* [Work to be completed]
Pick every line with "green" from the material below.

* [Source records]
..........

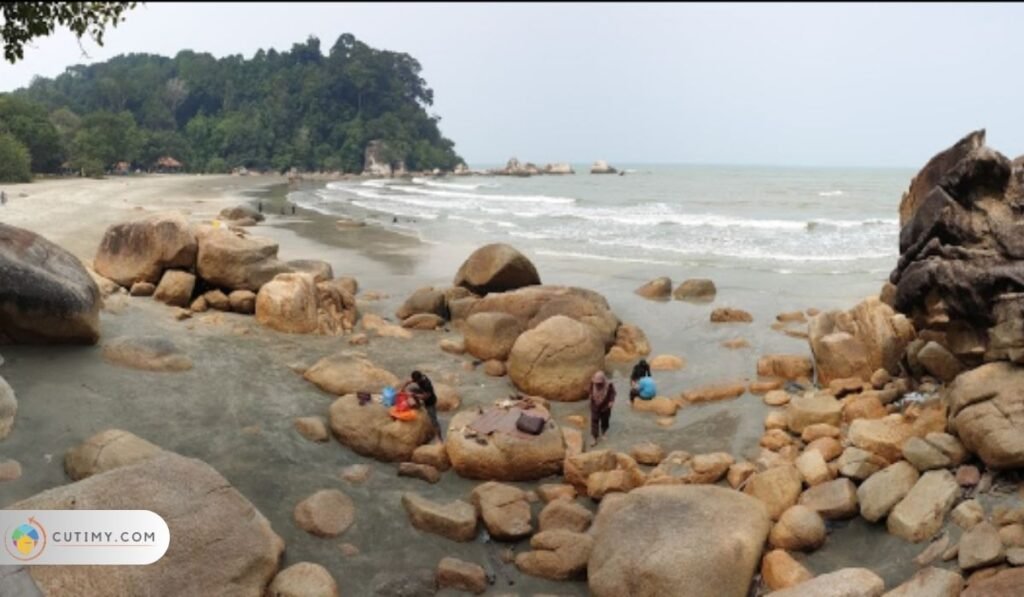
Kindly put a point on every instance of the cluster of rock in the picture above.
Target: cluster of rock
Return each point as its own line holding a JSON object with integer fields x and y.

..........

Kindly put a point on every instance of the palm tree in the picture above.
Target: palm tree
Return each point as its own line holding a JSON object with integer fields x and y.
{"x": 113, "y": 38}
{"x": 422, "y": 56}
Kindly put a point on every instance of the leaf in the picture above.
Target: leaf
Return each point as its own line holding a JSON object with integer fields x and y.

..........

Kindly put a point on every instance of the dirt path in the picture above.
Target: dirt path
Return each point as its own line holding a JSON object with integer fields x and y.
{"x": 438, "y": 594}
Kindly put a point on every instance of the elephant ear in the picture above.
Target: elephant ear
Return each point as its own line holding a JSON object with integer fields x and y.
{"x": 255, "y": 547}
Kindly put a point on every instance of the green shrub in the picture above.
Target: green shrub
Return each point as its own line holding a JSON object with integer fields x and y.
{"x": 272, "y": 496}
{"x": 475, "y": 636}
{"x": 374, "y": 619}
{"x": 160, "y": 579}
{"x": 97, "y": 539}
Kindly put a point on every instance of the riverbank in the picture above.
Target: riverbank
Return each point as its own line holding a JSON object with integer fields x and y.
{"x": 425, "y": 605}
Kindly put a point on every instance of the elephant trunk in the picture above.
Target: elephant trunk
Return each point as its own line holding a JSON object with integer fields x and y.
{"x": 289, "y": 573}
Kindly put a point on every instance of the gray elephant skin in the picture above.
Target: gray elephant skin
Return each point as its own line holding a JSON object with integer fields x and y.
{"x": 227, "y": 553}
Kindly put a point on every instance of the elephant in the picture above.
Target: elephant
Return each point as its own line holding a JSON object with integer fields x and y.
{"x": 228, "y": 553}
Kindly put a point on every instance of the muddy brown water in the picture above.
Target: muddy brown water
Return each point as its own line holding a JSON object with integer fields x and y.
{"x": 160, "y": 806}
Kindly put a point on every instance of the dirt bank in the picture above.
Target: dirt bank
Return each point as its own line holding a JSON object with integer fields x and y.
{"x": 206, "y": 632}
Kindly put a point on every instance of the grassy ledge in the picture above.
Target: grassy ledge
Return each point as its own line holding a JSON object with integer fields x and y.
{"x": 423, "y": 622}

..........

* [Solution to this problem]
Kindly put a point on every instance of the green shrub in the picture above.
Target: green shrub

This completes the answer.